AIM A: According to the text about the Zambia internship, when did the four students do their internship?
AIM B: Reproduce the text about the Zambia internship from "The students or" to "schools and teachers.", substituting "guide" for "manual".
━━━━━ EXCERPTED TEXT ━━━━━
The community schools in Zambia do not have many resources to offer quality education to their toddlers and primary school children. That is why they are very creative with disposable and low-cost materials. Four Belgian students went to support them in the development of didactic material.
Een creatieve stage
Sylvie Senesael (Bachelor of Early education Howest), Meghanne Roose (Bachelor of Primary education Howest), Paulien Houdart (Bachelor of Early education UC Leuven-Limburg) and Saskia Kennes (Bachelor of Primary education UC Leuven-Limburg) did an internship in spring 2017 in four community schools in Zambia. They supported the teachers via class tips and the production of didactic materials. They participated in a project to liven up the playground and make it more active. The students also guided the teachers in using materials that the schools received in the framework of the QEECS-programme.
The students or the teachers tested the materials they developed. When the teachers tested the materials, the teaching objectives were well explained. The students also gave teachers instructions for proper use of the materials. They participated and observed so the materials or instructions could be improved if necessary. Afterwards, the students wrote a manual for the use of the materials and gave workshops in which the teachers learned to make materials themselves. A major point of attention was the use of materials that costs little or no money. In this way, this became a feasible project for schools and teachers.
━━━━━ MATERIAL ━━━━━
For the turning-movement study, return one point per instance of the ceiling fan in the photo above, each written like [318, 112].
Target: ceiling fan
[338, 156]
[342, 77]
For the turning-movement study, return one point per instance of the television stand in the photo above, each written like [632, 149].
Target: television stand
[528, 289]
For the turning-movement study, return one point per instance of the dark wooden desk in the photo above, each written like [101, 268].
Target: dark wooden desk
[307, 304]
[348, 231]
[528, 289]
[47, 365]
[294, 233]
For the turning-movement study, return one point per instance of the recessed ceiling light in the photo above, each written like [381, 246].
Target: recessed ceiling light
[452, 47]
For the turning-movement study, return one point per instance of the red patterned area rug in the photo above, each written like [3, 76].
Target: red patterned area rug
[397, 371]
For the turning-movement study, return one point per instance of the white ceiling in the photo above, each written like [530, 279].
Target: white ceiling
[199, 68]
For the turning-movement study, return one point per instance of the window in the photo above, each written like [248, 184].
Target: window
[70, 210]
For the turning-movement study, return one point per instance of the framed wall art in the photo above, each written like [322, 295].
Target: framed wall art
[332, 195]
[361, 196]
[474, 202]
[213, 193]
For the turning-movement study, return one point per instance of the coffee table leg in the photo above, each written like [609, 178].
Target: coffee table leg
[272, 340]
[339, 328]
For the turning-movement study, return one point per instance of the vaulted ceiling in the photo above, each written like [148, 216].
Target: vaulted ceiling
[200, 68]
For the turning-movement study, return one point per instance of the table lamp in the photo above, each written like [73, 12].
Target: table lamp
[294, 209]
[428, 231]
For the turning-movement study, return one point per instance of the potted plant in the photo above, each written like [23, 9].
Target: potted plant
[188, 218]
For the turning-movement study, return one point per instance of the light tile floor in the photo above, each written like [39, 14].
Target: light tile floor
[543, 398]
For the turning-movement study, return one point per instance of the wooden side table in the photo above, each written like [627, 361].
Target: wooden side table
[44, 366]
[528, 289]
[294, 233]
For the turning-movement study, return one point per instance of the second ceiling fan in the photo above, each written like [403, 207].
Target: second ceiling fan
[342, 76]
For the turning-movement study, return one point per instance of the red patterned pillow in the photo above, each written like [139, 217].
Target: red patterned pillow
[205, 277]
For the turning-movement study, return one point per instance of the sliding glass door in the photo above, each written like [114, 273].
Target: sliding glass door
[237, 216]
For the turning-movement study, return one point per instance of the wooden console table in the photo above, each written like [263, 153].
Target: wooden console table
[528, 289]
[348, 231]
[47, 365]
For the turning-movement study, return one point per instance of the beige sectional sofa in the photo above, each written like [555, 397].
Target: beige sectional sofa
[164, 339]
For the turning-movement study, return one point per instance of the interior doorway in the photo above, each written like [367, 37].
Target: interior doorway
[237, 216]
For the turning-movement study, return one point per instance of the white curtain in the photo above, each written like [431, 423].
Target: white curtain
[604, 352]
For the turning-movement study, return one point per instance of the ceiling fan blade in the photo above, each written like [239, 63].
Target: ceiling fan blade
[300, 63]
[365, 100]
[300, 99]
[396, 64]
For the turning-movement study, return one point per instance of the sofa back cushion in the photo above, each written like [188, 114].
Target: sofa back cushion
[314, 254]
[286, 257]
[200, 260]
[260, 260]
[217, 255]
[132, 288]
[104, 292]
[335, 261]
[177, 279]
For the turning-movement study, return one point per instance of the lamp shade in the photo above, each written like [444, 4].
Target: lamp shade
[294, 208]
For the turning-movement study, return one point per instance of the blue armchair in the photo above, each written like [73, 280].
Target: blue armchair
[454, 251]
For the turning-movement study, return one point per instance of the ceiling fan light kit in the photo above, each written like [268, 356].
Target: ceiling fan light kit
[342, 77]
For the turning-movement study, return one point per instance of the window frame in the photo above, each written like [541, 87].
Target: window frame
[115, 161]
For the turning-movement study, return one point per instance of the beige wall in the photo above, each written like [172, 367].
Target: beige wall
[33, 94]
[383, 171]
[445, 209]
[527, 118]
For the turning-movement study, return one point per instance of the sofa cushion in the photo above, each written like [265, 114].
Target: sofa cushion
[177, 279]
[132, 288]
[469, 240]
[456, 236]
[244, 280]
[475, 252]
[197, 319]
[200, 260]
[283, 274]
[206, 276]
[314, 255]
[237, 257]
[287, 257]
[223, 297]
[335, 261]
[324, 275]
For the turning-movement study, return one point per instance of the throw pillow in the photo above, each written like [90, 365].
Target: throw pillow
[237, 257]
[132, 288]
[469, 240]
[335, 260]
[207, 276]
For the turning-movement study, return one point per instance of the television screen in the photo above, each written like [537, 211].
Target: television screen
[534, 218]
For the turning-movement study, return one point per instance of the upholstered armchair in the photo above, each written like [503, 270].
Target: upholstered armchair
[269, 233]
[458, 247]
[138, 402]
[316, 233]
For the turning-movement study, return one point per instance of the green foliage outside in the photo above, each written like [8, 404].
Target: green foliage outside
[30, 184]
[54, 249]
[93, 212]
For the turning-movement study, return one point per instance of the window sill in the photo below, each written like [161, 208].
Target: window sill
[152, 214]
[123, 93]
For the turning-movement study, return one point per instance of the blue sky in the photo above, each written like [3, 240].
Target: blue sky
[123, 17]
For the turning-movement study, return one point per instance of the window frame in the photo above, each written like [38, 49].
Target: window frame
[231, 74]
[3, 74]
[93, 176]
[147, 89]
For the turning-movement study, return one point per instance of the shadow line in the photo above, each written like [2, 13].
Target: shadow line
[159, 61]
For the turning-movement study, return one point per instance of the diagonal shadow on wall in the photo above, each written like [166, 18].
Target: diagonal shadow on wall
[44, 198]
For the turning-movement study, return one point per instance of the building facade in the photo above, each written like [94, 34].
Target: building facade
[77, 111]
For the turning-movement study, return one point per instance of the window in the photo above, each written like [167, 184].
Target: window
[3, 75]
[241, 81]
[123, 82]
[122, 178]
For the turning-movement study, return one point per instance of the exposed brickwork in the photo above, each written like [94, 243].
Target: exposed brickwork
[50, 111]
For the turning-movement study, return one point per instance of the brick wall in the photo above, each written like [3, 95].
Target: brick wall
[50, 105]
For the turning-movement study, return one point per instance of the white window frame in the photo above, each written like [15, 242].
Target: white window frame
━━━━━
━━━━━ MATERIAL ━━━━━
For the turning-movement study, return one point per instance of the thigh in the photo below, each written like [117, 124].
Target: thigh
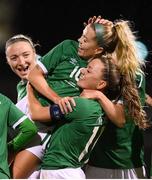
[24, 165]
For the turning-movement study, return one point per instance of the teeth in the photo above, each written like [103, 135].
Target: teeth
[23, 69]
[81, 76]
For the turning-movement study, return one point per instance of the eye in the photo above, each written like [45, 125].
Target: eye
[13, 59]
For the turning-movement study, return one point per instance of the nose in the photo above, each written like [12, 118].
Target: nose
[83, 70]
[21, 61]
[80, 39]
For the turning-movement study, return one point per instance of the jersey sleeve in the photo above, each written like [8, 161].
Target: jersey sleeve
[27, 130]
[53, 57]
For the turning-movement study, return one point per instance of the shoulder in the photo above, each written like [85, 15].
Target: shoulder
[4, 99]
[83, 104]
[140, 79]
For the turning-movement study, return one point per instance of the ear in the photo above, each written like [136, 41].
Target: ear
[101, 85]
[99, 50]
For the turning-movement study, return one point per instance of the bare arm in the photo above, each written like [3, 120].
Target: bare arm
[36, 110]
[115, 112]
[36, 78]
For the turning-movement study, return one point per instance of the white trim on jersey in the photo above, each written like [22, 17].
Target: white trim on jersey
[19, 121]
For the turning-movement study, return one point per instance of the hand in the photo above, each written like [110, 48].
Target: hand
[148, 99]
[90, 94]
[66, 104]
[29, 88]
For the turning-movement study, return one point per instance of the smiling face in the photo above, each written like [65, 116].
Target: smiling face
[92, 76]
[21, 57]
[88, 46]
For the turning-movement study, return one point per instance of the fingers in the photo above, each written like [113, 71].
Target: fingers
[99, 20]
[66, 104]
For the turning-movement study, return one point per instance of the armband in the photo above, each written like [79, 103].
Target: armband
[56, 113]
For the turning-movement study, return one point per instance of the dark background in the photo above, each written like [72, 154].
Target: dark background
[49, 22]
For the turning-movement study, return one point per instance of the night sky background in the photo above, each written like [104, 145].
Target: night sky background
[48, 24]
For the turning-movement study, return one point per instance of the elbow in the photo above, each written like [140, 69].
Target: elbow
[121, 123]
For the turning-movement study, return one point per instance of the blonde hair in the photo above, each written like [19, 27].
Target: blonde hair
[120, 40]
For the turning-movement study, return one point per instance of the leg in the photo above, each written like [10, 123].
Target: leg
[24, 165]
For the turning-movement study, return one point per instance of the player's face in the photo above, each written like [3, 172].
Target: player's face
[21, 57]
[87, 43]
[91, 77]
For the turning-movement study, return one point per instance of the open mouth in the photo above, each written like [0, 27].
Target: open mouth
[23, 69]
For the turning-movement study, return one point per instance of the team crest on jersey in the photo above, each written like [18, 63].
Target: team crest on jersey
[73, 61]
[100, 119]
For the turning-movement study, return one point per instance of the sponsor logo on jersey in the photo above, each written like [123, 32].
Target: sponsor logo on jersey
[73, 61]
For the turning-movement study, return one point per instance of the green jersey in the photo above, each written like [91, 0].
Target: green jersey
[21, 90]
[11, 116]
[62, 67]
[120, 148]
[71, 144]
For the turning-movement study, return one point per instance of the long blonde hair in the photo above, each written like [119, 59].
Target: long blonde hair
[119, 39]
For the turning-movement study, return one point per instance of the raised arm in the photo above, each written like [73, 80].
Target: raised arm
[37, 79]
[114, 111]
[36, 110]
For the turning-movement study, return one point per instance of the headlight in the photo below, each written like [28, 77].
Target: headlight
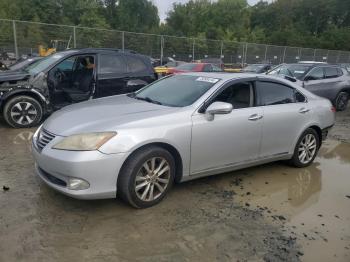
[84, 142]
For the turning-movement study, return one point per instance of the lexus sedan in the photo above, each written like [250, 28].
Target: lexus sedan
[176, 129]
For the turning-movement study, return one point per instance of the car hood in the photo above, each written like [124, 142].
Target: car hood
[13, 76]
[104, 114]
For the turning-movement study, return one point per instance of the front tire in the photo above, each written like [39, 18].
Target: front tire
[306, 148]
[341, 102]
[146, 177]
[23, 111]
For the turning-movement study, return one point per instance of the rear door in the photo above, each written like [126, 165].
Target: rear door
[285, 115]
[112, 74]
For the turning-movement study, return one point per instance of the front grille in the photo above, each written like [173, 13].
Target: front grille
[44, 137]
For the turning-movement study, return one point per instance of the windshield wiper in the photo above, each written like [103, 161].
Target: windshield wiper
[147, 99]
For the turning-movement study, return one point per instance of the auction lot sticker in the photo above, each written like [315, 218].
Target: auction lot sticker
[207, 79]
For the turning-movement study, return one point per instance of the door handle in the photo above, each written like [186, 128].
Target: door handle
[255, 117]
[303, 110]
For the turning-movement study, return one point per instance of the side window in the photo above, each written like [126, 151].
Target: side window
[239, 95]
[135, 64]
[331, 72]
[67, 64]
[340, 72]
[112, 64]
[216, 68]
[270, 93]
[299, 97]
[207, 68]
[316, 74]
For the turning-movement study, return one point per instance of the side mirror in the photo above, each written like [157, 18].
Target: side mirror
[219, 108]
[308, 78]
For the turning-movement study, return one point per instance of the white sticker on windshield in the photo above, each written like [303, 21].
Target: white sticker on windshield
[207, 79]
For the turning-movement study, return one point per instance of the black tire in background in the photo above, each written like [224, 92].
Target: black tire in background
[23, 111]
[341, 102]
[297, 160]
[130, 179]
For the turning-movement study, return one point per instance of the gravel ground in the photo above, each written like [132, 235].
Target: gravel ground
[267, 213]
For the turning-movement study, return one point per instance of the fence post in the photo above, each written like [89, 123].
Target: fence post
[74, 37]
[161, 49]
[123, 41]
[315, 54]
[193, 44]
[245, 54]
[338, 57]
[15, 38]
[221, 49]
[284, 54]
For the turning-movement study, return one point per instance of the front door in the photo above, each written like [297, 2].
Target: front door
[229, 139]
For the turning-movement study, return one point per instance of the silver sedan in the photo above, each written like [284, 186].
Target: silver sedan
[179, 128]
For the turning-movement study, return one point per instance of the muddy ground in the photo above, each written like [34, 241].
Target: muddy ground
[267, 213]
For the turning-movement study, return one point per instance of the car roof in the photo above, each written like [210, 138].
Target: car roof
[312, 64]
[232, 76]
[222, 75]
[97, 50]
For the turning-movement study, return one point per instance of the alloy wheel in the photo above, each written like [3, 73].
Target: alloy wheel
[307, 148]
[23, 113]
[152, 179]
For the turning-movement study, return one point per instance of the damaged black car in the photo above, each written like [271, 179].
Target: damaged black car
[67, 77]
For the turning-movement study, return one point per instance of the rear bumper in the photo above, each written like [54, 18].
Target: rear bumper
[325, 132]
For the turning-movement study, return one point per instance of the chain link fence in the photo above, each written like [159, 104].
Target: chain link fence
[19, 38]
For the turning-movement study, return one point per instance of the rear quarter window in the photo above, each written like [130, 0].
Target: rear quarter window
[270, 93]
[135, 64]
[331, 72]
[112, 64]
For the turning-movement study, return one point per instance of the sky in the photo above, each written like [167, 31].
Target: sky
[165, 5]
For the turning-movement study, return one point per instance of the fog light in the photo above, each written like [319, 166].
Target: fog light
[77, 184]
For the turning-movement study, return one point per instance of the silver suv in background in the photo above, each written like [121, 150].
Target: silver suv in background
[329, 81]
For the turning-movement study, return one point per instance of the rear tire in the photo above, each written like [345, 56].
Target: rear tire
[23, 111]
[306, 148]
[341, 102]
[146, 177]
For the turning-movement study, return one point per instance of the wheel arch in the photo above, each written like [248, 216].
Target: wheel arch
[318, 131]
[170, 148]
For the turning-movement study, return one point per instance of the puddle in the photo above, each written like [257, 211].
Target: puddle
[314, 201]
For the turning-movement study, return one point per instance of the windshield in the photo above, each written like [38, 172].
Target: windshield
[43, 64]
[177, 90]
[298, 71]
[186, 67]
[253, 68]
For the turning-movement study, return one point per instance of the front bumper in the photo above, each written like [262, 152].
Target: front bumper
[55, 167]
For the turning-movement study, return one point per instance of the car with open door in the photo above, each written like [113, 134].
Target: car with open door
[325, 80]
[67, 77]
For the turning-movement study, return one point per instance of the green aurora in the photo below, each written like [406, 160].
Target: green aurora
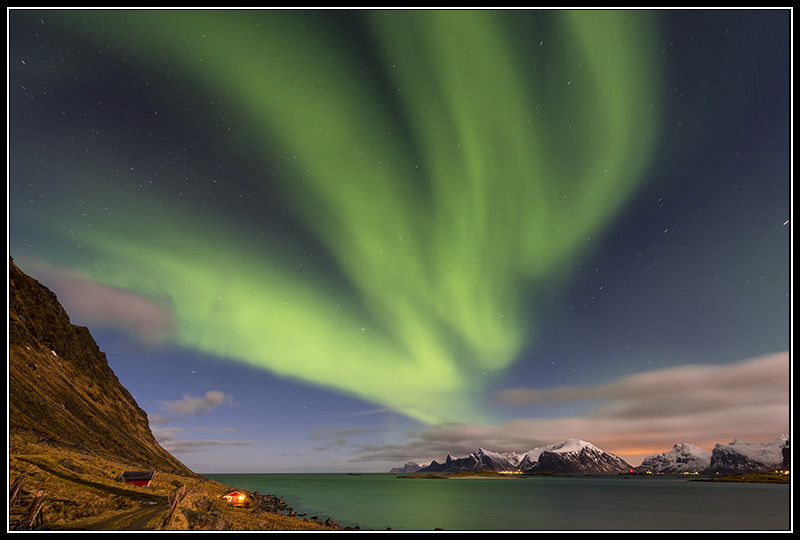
━━━━━
━━━━━ MATERIAL ━━━━━
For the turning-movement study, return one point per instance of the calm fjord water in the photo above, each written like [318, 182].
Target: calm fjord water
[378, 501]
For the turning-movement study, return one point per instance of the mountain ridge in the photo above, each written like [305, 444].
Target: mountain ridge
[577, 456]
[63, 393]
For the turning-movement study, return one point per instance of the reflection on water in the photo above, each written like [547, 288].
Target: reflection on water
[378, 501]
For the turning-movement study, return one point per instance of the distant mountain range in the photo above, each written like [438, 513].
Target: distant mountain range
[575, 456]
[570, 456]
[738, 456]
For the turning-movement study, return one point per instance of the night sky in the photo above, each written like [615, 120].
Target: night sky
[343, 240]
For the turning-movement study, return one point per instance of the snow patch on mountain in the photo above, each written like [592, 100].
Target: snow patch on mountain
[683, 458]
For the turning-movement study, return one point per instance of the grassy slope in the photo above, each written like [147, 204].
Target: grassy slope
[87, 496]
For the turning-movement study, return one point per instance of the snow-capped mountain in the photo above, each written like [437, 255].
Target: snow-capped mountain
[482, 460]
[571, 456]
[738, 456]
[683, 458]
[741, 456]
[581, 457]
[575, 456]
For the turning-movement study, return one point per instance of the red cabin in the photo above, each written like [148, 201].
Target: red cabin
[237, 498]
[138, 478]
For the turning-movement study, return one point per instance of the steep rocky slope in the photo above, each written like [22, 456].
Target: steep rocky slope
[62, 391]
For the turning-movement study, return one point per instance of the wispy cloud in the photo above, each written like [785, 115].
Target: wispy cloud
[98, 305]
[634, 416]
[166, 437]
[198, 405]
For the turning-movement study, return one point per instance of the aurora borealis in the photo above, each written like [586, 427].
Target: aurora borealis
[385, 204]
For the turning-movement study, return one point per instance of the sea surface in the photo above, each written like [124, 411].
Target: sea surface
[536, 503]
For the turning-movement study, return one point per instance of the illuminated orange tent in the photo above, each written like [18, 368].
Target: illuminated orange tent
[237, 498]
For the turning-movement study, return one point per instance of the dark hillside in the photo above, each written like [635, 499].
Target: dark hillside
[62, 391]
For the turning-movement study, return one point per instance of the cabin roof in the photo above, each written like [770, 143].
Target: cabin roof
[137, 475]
━━━━━
CORRECT OUTPUT A: In spring 2017.

CORRECT OUTPUT B:
The students or the teachers tested the materials they developed. When the teachers tested the materials, the teaching objectives were well explained. The students also gave teachers instructions for proper use of the materials. They participated and observed so the materials or instructions could be improved if necessary. Afterwards, the students wrote a guide for the use of the materials and gave workshops in which the teachers learned to make materials themselves. A major point of attention was the use of materials that costs little or no money. In this way, this became a feasible project for schools and teachers.